Reproduce all of the data below word for word, leaving out the picture.

==== RECORD EXTRACTS

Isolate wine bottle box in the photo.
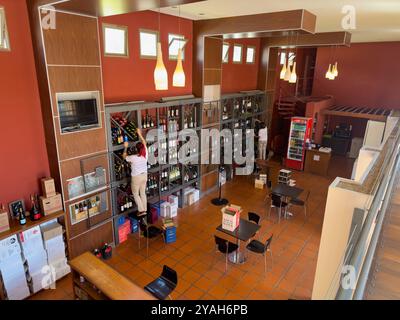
[40,178,57,198]
[39,193,63,216]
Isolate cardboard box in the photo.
[221,205,241,232]
[254,179,265,189]
[40,178,56,198]
[40,222,63,242]
[39,193,63,216]
[160,202,171,218]
[0,235,21,263]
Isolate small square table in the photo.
[217,219,261,264]
[271,183,304,219]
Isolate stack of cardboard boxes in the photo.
[221,204,242,232]
[0,204,10,233]
[41,221,71,283]
[183,188,200,206]
[0,235,30,300]
[39,178,63,216]
[18,226,51,293]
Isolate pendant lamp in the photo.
[289,62,297,83]
[283,59,292,81]
[325,64,332,79]
[332,62,339,78]
[154,42,168,91]
[279,60,286,80]
[173,48,186,87]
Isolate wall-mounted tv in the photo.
[57,92,100,133]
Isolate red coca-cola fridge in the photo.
[286,117,312,170]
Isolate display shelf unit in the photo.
[105,91,266,244]
[105,98,202,244]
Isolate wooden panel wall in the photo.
[42,12,113,258]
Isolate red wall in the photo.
[99,11,193,103]
[0,0,49,208]
[221,39,261,94]
[313,42,400,109]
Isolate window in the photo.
[233,44,243,63]
[168,34,187,60]
[103,24,129,57]
[222,43,229,63]
[0,7,10,51]
[139,30,158,59]
[246,46,256,64]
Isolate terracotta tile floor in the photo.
[32,162,348,300]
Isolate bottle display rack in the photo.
[105,92,266,244]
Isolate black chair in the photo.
[268,193,288,223]
[214,236,239,272]
[248,212,261,224]
[144,266,178,300]
[289,191,311,219]
[246,235,274,273]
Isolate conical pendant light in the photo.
[289,61,297,83]
[332,62,339,78]
[325,64,332,79]
[173,48,186,87]
[154,4,168,91]
[279,59,286,80]
[154,42,168,91]
[283,58,292,81]
[172,7,186,88]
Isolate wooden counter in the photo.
[304,149,332,176]
[70,252,155,300]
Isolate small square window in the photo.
[139,30,158,59]
[222,43,229,63]
[0,7,10,51]
[103,24,129,57]
[168,34,187,60]
[246,47,256,64]
[233,44,243,63]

========

EXERCISE SOLUTION:
Isolate wine bottle box in the photo.
[40,178,57,198]
[39,193,63,216]
Isolate cardboard box in the photo.
[221,205,241,232]
[254,179,265,189]
[40,178,56,198]
[40,222,63,242]
[39,193,63,216]
[160,202,171,218]
[0,235,21,263]
Isolate small square table in the photo.
[217,219,261,264]
[271,183,304,219]
Isolate stack of cardboard boxes in the photo.
[221,204,242,232]
[0,204,10,233]
[41,221,71,283]
[183,188,200,206]
[0,235,30,300]
[39,178,63,216]
[18,226,51,293]
Isolate pendant lamp in the photo.
[289,62,297,83]
[283,59,292,81]
[325,64,332,79]
[332,62,339,78]
[154,42,168,91]
[279,60,286,80]
[173,48,186,87]
Isolate wall-mounted tv in the photo.
[57,92,100,133]
Isolate red coca-cola fridge in the photo.
[286,117,312,170]
Isolate display shelf unit in the photo.
[105,91,266,244]
[105,98,202,244]
Isolate wooden panel wall in the photo.
[42,12,113,258]
Isolate red wall in the photo.
[99,11,193,103]
[0,0,49,208]
[221,39,261,94]
[313,42,400,109]
Isolate window in the photo.
[233,44,243,63]
[168,34,187,60]
[103,24,129,57]
[222,43,229,63]
[0,7,10,51]
[139,30,158,59]
[246,46,256,64]
Isolate terracotta tile floor in the photo.
[32,162,348,300]
Isolate bottle display rack in the photo.
[105,92,266,244]
Isolate black chair in the photo.
[268,193,288,223]
[214,236,239,272]
[248,212,261,224]
[144,266,178,300]
[289,191,311,219]
[246,235,274,273]
Isolate conical pendant light in the photo.
[289,61,297,83]
[332,62,339,78]
[325,64,332,79]
[173,48,186,87]
[154,4,168,91]
[279,59,286,80]
[154,42,168,91]
[283,58,292,81]
[172,7,186,88]
Isolate wooden counter in the photo.
[304,149,332,176]
[70,252,155,300]
Isolate small square window in the photo.
[139,30,158,59]
[222,43,229,63]
[0,7,10,51]
[103,24,129,57]
[168,34,187,60]
[246,47,256,64]
[233,44,243,63]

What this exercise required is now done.